▶ _Vorliegender Text_:
Trotz einer insgesamt beeindruckenden Aufholjagd verlief die Kurserholung regional durchaus unterschiedlich. Unter den großen Wirtschaftsmächten hat China mit Blick auf den Aktienmarkt die Corona-Krise bislang am besten gemeistert. So notieren chinesische Titel (Shanghai Shenzhen CSI 300) per 4. November 18 % über dem Jahresendstand 2019. Bei US-Werten (S&P 500) beträgt der Zuwachs 7 %, wohingegen Euro-Aktien (EURO STOXX 50) noch ein Minus von 16 % aufweisen.
Die Risikoaversion der Aktienanleger hat sich seit ihrem Höhepunkt im März im Jahresverlauf deutlich zurückgebildet. So bewegt sich die implizite Aktienvolatilität der international führenden Indizes – ein Gradmesser für die wahrgenommene Unsicherheit der Marktteilnehmer – auch nach den erneuten Lockdowns weitgehend innerhalb normaler Bandbreiten.
Warum gehen die Marktteilnehmer so überraschend unaufgeregt mit der Corona-Krise um? Der Hauptgrund dürfte die Kombination aus einer global extrem expansiven Fiskalpolitik und der ultralockeren Geldpolitik sein. Anleger haben vor diesem Hintergrund offensichtlich ihren Investmenthorizont verlängert und setzen bereits auf eine Zeit nach Corona. Dies hat teilweise zu einer markanten Ausweitung der Bewertung geführt.
Aktien werden sich wohl auch 2021 im Spannungsfeld zwischen hoher Bewertung und dem Mangel an Anlagealternativen bewegen. Dabei profitieren Dividendentitel von ihrem Status als Sachwerte. Immerhin hat das weltweite Volumen negativ verzinster Staatsanleihen wieder den Spitzenwert vom August 2019 erreicht. Bis wirksame Impfstoffe zur Verfügung stehen, werden Aktien allerdings auf die Unterstützung durch Geld- und Fiskalpolitik angewiesen bleiben. Zudem wird es darauf ankommen, die Maßnahmen zur Bekämpfung der Pandemie so zu dosieren, dass der ökonomische Schaden beherrschbar bleibt. Dass dies stets auf Anhieb gelingt, ist allerdings keine ausgemachte Sache. Insofern könnten gerade sogenannte Risiko-Assets zeitweilig ins Stolpern geraten. Mit Blick auf die zu erwartenden medizinischen Fortschritte und eine damit einhergehende dynamische Konjunkturerholung versprechen Aktien 2021 unter den Anlageklassikern jedoch am besten zu laufen.

▶ _Extrahierte Zeilen_:
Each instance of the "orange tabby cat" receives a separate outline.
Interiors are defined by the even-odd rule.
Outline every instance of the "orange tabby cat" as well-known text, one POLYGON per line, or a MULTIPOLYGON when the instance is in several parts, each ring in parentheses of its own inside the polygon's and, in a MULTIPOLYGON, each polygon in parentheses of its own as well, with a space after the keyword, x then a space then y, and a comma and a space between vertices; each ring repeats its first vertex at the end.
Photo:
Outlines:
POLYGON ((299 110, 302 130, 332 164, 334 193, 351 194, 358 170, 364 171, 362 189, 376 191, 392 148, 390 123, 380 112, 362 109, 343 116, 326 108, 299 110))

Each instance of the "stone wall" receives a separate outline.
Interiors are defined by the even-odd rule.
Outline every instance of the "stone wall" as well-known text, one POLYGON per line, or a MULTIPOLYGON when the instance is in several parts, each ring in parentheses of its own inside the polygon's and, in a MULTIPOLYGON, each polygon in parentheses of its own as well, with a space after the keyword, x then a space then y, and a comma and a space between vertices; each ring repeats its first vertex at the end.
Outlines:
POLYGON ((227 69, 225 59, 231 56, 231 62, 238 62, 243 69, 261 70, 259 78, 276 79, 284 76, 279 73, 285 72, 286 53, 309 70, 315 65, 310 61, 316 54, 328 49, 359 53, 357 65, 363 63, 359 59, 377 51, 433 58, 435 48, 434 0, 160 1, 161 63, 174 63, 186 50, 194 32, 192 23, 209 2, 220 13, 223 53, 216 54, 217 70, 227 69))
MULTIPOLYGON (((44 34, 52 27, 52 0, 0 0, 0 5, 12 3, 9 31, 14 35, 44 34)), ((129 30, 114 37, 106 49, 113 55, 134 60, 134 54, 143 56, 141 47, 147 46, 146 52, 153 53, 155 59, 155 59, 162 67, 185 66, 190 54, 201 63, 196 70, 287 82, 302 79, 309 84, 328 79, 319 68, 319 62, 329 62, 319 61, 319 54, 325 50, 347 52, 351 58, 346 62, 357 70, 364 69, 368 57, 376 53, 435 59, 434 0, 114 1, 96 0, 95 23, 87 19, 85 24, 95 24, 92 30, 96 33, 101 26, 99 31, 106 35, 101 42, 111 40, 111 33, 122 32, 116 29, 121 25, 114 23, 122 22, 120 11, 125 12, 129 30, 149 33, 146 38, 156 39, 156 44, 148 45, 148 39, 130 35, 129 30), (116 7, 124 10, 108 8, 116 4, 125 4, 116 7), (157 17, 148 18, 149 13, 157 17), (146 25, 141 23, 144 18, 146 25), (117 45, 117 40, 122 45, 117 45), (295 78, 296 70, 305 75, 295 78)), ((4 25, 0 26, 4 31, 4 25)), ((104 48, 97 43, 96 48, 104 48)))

▶ _Aufgabe A_: Warum gehen die Marktteilnehmer laut dem Text über die Kurserholung an den Aktienmärkten so unaufgeregt mit der Corona-Krise um? Antworten Sie in ein bis drei Sätzen.
▶ _Aufgabe B_: Zählen Sie sämtliche Aktienindizes auf, die im vorliegenden Text namentlich genannt werden.
▶ _Aufgabe C_: Kopieren Sie aus dem vorliegenden Text wortgetreu alles von „Trotz einer insgesamt“ bis hinunter zu „16 % aufweisen.“.
Die Zeilen sind eigenständiges Material und gehören nicht zum Text.

▶ _Lösung A_: Als Hauptgrund nennt der Text die Kombination aus einer global extrem expansiven Fiskalpolitik und einer ultralockeren Geldpolitik. Vor diesem Hintergrund haben Anleger ihren Investmenthorizont verlängert und setzen bereits auf eine Zeit nach Corona.

▶ _Lösung B_:
- Shanghai Shenzhen CSI 300
- S&P 500
- EURO STOXX 50

▶ _Lösung C_:
Trotz einer insgesamt beeindruckenden Aufholjagd verlief die Kurserholung regional durchaus unterschiedlich. Unter den großen Wirtschaftsmächten hat China mit Blick auf den Aktienmarkt die Corona-Krise bislang am besten gemeistert. So notieren chinesische Titel (Shanghai Shenzhen CSI 300) per 4. November 18 % über dem Jahresendstand 2019. Bei US-Werten (S&P 500) beträgt der Zuwachs 7 %, wohingegen Euro-Aktien (EURO STOXX 50) noch ein Minus von 16 % aufweisen.